◆ **Record extracts**
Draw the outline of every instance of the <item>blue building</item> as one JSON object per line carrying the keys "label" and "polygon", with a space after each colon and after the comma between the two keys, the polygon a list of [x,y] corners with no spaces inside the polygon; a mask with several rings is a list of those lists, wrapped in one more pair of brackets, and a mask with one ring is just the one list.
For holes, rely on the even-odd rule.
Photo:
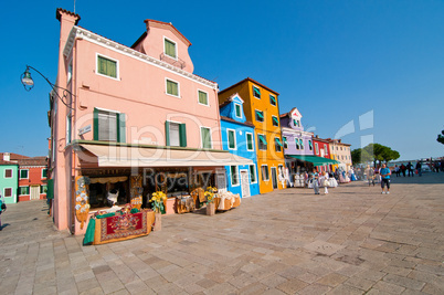
{"label": "blue building", "polygon": [[225,166],[226,190],[245,198],[258,194],[260,183],[257,179],[254,125],[246,122],[243,103],[244,101],[236,93],[226,98],[219,109],[221,114],[222,148],[233,155],[253,161],[250,165]]}

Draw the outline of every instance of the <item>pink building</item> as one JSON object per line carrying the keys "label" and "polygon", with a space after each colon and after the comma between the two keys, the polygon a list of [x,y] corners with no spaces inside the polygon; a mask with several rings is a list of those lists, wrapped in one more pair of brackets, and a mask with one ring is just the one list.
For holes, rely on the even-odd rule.
{"label": "pink building", "polygon": [[239,161],[222,150],[218,84],[193,74],[190,41],[171,23],[146,20],[126,46],[77,27],[70,11],[56,18],[56,84],[72,93],[65,104],[53,95],[50,118],[56,226],[84,233],[110,193],[118,204],[145,206],[160,189],[223,187],[223,166]]}

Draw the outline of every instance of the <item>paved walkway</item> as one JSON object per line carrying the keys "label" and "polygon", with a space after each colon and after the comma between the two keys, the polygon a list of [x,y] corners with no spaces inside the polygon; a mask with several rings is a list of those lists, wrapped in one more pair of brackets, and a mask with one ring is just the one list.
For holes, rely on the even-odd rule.
{"label": "paved walkway", "polygon": [[275,191],[98,246],[55,231],[43,201],[10,204],[0,294],[444,294],[444,173],[414,179]]}

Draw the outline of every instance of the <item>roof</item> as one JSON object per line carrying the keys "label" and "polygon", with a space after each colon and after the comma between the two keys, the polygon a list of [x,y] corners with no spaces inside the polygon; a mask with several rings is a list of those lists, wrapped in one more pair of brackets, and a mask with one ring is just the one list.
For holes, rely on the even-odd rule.
{"label": "roof", "polygon": [[61,12],[64,12],[64,13],[66,13],[66,14],[70,14],[71,17],[74,17],[74,18],[76,18],[76,20],[75,20],[75,25],[77,25],[77,23],[78,23],[78,21],[81,20],[81,15],[78,15],[77,13],[74,13],[74,12],[71,12],[71,11],[67,11],[67,10],[65,10],[65,9],[63,9],[63,8],[57,8],[56,10],[55,10],[55,18],[60,21],[60,19],[61,19]]}
{"label": "roof", "polygon": [[231,89],[231,88],[233,88],[233,87],[235,87],[235,86],[237,86],[237,85],[241,85],[241,84],[243,84],[243,83],[245,83],[245,82],[247,82],[247,81],[250,81],[250,82],[252,82],[252,83],[254,83],[254,84],[257,84],[258,86],[261,86],[261,87],[263,87],[263,88],[265,88],[265,89],[267,89],[267,91],[269,91],[269,92],[272,92],[272,93],[274,93],[274,94],[276,94],[276,95],[279,95],[277,92],[273,91],[272,88],[268,88],[268,87],[265,86],[264,84],[261,84],[261,83],[258,83],[257,81],[255,81],[255,80],[253,80],[253,78],[251,78],[251,77],[246,77],[246,78],[242,80],[241,82],[237,82],[236,84],[231,85],[230,87],[224,88],[223,91],[220,91],[219,93],[220,93],[220,94],[221,94],[221,93],[224,93],[224,92],[226,92],[226,91],[229,91],[229,89]]}
{"label": "roof", "polygon": [[239,124],[239,125],[245,125],[245,126],[253,127],[253,128],[255,127],[254,124],[251,123],[250,120],[246,120],[245,123],[242,123],[242,122],[239,122],[239,120],[225,117],[225,116],[221,116],[221,119],[226,120],[226,122],[231,122],[231,123],[235,123],[235,124]]}
{"label": "roof", "polygon": [[[156,20],[145,20],[144,21],[147,24],[147,31],[149,31],[149,28],[161,28],[161,29],[169,29],[171,32],[173,32],[179,39],[183,41],[183,43],[187,44],[187,46],[191,46],[191,42],[181,33],[179,32],[178,29],[176,29],[175,25],[170,22],[162,22],[162,21],[156,21]],[[146,36],[147,36],[147,31],[141,34],[139,39],[131,45],[131,49],[137,46]]]}

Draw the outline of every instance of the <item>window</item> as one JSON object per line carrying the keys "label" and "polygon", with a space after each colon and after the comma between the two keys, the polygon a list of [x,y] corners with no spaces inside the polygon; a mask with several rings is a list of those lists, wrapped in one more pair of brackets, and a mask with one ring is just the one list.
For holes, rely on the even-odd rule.
{"label": "window", "polygon": [[257,138],[258,138],[257,148],[262,149],[262,150],[266,150],[266,138],[265,138],[265,136],[262,135],[262,134],[258,134]]}
{"label": "window", "polygon": [[242,108],[240,104],[234,104],[235,112],[236,112],[236,117],[242,118]]}
{"label": "window", "polygon": [[256,120],[257,122],[264,122],[264,112],[256,109],[255,113],[256,113]]}
{"label": "window", "polygon": [[171,147],[187,146],[187,126],[180,123],[165,122],[166,145]]}
{"label": "window", "polygon": [[12,169],[4,169],[4,178],[12,178]]}
{"label": "window", "polygon": [[253,134],[246,134],[246,150],[253,150],[254,145],[253,145]]}
{"label": "window", "polygon": [[285,136],[282,137],[282,141],[284,143],[284,148],[288,148],[288,141]]}
{"label": "window", "polygon": [[254,165],[250,165],[249,167],[250,170],[250,182],[251,183],[256,183],[256,167]]}
{"label": "window", "polygon": [[179,83],[167,78],[167,94],[180,97]]}
{"label": "window", "polygon": [[125,114],[94,108],[94,140],[126,143]]}
{"label": "window", "polygon": [[200,135],[201,135],[201,139],[202,139],[202,148],[212,148],[210,128],[200,127]]}
{"label": "window", "polygon": [[239,169],[237,166],[230,166],[231,186],[239,186]]}
{"label": "window", "polygon": [[207,92],[202,92],[202,91],[198,91],[199,93],[199,104],[201,105],[209,105],[208,104],[208,93]]}
{"label": "window", "polygon": [[256,86],[253,86],[253,96],[261,99],[261,89]]}
{"label": "window", "polygon": [[20,179],[28,179],[28,169],[20,170]]}
{"label": "window", "polygon": [[12,188],[4,188],[3,197],[12,197]]}
{"label": "window", "polygon": [[20,187],[19,188],[19,194],[20,196],[30,194],[30,187]]}
{"label": "window", "polygon": [[269,95],[269,103],[276,106],[276,97],[274,95]]}
{"label": "window", "polygon": [[279,138],[277,138],[277,137],[274,138],[274,146],[275,146],[276,151],[282,151],[283,146],[282,146]]}
{"label": "window", "polygon": [[276,116],[272,116],[272,120],[273,120],[273,126],[279,126],[279,120],[277,119]]}
{"label": "window", "polygon": [[97,73],[117,78],[117,61],[97,55]]}
{"label": "window", "polygon": [[229,138],[229,149],[236,149],[236,134],[232,129],[226,130],[226,136]]}
{"label": "window", "polygon": [[268,181],[269,177],[268,177],[268,166],[267,165],[261,166],[261,172],[262,172],[262,180]]}
{"label": "window", "polygon": [[163,39],[163,41],[165,41],[165,54],[172,59],[177,59],[176,43],[166,38]]}

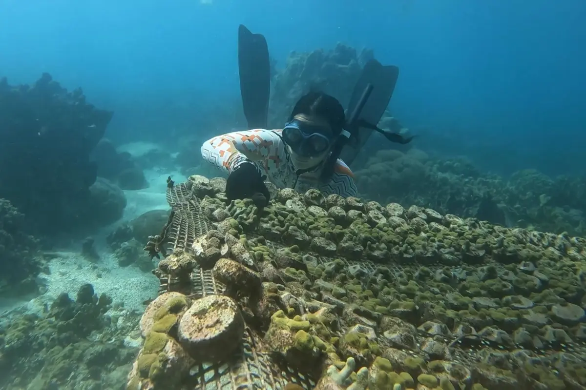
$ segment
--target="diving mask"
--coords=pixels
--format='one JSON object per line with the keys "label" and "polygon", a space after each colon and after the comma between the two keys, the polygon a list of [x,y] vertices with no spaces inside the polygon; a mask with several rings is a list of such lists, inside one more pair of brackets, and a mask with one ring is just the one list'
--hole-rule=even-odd
{"label": "diving mask", "polygon": [[333,138],[329,129],[298,119],[286,123],[281,135],[293,153],[306,158],[321,156],[329,149]]}

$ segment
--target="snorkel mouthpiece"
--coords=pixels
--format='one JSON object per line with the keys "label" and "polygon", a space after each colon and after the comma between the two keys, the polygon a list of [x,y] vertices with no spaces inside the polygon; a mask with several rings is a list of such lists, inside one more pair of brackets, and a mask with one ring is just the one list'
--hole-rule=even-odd
{"label": "snorkel mouthpiece", "polygon": [[340,133],[340,136],[338,137],[338,140],[336,140],[336,143],[334,144],[333,149],[332,150],[332,153],[330,154],[325,164],[323,164],[323,170],[322,171],[321,174],[322,180],[328,180],[333,174],[334,166],[336,164],[336,161],[338,161],[338,157],[340,157],[340,154],[342,153],[342,150],[349,140],[352,133],[358,132],[358,128],[360,127],[359,118],[360,118],[362,110],[364,108],[364,105],[368,101],[368,98],[370,96],[370,94],[372,93],[372,90],[374,88],[374,85],[371,83],[366,85],[366,88],[364,88],[360,100],[358,101],[358,104],[356,105],[354,108],[354,111],[350,114],[350,118],[347,122],[346,122],[346,126],[344,126],[342,133]]}

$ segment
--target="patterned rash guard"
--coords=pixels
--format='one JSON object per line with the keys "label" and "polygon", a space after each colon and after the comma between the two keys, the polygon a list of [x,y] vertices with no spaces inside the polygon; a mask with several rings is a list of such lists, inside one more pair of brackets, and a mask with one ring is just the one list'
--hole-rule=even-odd
{"label": "patterned rash guard", "polygon": [[281,132],[281,130],[257,129],[214,137],[202,146],[202,156],[228,174],[243,163],[251,162],[280,188],[294,188],[302,193],[317,188],[326,195],[336,194],[345,198],[356,195],[352,172],[340,159],[328,182],[320,182],[321,170],[298,178]]}

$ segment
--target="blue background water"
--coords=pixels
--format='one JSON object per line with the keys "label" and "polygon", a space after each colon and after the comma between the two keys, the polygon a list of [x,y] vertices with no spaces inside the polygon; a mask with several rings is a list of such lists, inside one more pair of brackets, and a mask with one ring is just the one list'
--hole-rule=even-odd
{"label": "blue background water", "polygon": [[586,2],[360,2],[3,0],[0,74],[49,72],[115,111],[109,137],[155,139],[237,98],[244,23],[281,65],[339,41],[398,65],[391,109],[422,146],[496,171],[584,171]]}

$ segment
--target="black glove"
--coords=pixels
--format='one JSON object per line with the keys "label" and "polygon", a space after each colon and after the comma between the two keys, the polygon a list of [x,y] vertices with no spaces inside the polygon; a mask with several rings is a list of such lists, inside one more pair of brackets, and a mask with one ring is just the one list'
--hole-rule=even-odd
{"label": "black glove", "polygon": [[226,196],[228,201],[252,199],[257,206],[264,207],[268,204],[271,194],[264,184],[266,177],[252,163],[243,163],[228,176],[226,183]]}

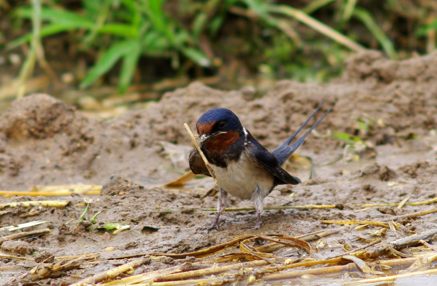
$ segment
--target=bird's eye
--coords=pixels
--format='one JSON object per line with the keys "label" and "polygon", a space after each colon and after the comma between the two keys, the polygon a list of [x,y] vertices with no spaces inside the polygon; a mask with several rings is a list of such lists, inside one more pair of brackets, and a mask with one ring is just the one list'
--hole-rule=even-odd
{"label": "bird's eye", "polygon": [[218,128],[220,129],[223,129],[226,127],[226,121],[224,120],[218,122],[218,124],[217,125],[217,126],[218,126]]}

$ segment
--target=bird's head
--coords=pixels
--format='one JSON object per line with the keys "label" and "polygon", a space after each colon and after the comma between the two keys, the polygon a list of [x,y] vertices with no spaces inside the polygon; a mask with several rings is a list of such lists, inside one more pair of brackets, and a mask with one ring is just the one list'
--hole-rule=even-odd
{"label": "bird's head", "polygon": [[201,143],[212,150],[226,148],[242,133],[238,118],[226,108],[213,108],[204,113],[196,124]]}

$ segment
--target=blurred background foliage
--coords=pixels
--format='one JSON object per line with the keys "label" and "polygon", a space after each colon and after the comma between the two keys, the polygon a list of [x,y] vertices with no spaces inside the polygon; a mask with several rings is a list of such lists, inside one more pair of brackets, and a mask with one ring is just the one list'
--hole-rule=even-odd
{"label": "blurred background foliage", "polygon": [[93,109],[194,80],[325,82],[367,49],[429,52],[436,29],[435,0],[0,0],[0,100],[43,91]]}

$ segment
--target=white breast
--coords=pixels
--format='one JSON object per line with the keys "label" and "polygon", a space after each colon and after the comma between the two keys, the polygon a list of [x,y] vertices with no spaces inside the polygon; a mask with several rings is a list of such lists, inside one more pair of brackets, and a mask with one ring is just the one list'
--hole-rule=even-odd
{"label": "white breast", "polygon": [[226,168],[214,165],[211,167],[218,186],[243,200],[251,199],[257,186],[265,197],[273,186],[273,176],[255,165],[244,151],[238,160],[228,163]]}

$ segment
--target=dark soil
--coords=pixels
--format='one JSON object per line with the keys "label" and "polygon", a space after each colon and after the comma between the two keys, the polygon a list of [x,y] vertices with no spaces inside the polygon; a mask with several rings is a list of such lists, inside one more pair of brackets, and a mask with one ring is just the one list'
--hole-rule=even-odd
{"label": "dark soil", "polygon": [[[30,211],[29,208],[16,207],[0,215],[0,227],[42,220],[47,222],[33,229],[51,229],[50,234],[22,243],[5,243],[1,252],[31,257],[48,252],[59,257],[101,252],[113,247],[115,256],[180,253],[245,234],[295,236],[335,227],[321,219],[376,220],[431,207],[406,204],[401,209],[370,208],[356,212],[357,209],[348,206],[396,203],[407,197],[409,202],[419,202],[437,194],[437,53],[394,62],[378,52],[369,51],[346,65],[343,76],[334,82],[319,84],[284,81],[264,95],[249,89],[224,91],[193,83],[166,94],[147,109],[105,121],[85,117],[47,95],[16,101],[0,117],[0,189],[26,190],[34,185],[73,184],[104,185],[99,195],[61,198],[70,202],[64,208],[41,207],[38,214],[27,218],[20,215]],[[303,183],[278,188],[265,199],[265,205],[291,201],[295,205],[342,207],[266,211],[259,230],[244,228],[254,225],[254,212],[226,213],[221,230],[208,233],[206,228],[215,214],[193,209],[215,207],[216,198],[206,195],[214,186],[211,178],[195,180],[183,189],[160,186],[180,175],[173,170],[188,169],[191,141],[183,124],[187,122],[195,130],[195,122],[207,110],[219,106],[231,109],[255,138],[273,150],[323,100],[327,101],[324,110],[335,105],[332,112],[298,151],[312,159],[313,178],[308,180],[310,170],[304,163],[299,163],[302,160],[291,162],[288,170]],[[352,149],[333,136],[335,133],[365,141],[368,148],[356,153],[359,160],[343,159]],[[292,192],[294,195],[290,197]],[[88,213],[79,223],[84,202],[89,202],[88,199],[91,202]],[[14,197],[0,201],[51,199],[57,198]],[[233,206],[251,205],[234,198],[232,202]],[[101,211],[93,224],[91,217]],[[123,222],[131,225],[130,230],[116,235],[100,229],[89,231],[92,226]],[[437,227],[437,216],[428,215],[403,225],[405,232],[419,233]],[[388,240],[395,238],[389,231],[385,236]],[[357,236],[371,235],[352,229],[330,239],[359,247]],[[334,255],[343,251],[333,249]],[[79,277],[117,266],[111,261],[80,273],[71,270],[67,274],[72,276],[52,280],[52,285],[71,283]],[[25,273],[35,265],[33,260],[2,259],[0,282]],[[152,262],[135,273],[162,267]]]}

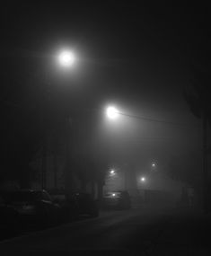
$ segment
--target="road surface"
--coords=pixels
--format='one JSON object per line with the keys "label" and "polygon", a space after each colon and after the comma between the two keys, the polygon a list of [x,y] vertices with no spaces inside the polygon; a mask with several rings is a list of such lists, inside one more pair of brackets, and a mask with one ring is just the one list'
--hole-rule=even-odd
{"label": "road surface", "polygon": [[210,218],[172,209],[108,211],[2,241],[0,255],[211,255]]}

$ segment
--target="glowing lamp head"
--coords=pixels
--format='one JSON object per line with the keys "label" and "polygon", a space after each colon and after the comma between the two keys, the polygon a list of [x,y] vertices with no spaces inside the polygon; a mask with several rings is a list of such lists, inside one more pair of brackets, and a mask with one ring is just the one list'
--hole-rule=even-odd
{"label": "glowing lamp head", "polygon": [[114,170],[110,170],[110,174],[114,174],[114,173],[115,173],[115,171],[114,171]]}
{"label": "glowing lamp head", "polygon": [[119,117],[119,110],[115,107],[108,107],[106,110],[107,117],[110,119],[116,119]]}
{"label": "glowing lamp head", "polygon": [[63,50],[58,55],[58,63],[64,67],[68,67],[73,66],[75,61],[75,55],[70,50]]}

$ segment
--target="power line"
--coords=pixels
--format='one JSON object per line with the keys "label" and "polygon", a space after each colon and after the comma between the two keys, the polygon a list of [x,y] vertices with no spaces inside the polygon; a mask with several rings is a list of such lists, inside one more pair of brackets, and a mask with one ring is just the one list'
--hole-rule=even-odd
{"label": "power line", "polygon": [[[150,122],[159,122],[159,123],[165,123],[165,124],[174,125],[174,126],[190,127],[190,125],[184,124],[184,123],[177,123],[177,122],[172,122],[172,121],[155,119],[145,118],[145,117],[141,117],[141,116],[137,116],[137,115],[131,115],[131,114],[127,114],[127,113],[122,113],[122,112],[119,112],[119,114],[122,116],[134,118],[134,119],[144,119],[144,120],[150,121]],[[191,128],[193,128],[193,126],[191,126]],[[194,128],[199,128],[199,127],[194,127]]]}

◆ **Exercise**
Copy out each line of the items above that contains the string "pink", treating uppercase and lowercase as different.

◆ **Exercise solution**
Draw the outline of every instance of the <item>pink building</item> as one JSON object per line carrying the keys "label" and "polygon", with a space after each colon and after the comma between the two keys, the polygon a list of [x,y] corners with no spaces inside the polygon; a mask with several rings is a list of those lists, wrapped in one more pair of brackets, and a mask with one ring is just the one list.
{"label": "pink building", "polygon": [[239,161],[222,150],[218,84],[193,74],[190,41],[171,23],[146,20],[126,46],[77,27],[70,11],[56,18],[56,84],[72,93],[65,104],[53,95],[50,118],[56,226],[84,233],[110,193],[118,204],[145,206],[160,189],[223,187],[223,166]]}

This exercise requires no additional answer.